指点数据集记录
----
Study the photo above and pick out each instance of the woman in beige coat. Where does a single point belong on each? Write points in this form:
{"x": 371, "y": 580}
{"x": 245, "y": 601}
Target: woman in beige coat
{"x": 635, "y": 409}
----
任务要求
能把上面所有行一字不改地照抄一遍吗？

任务结果
Study the photo above and pick out each instance of the woman in beige coat. Where does a single point belong on each? Write points in this form:
{"x": 371, "y": 580}
{"x": 245, "y": 601}
Target: woman in beige coat
{"x": 635, "y": 409}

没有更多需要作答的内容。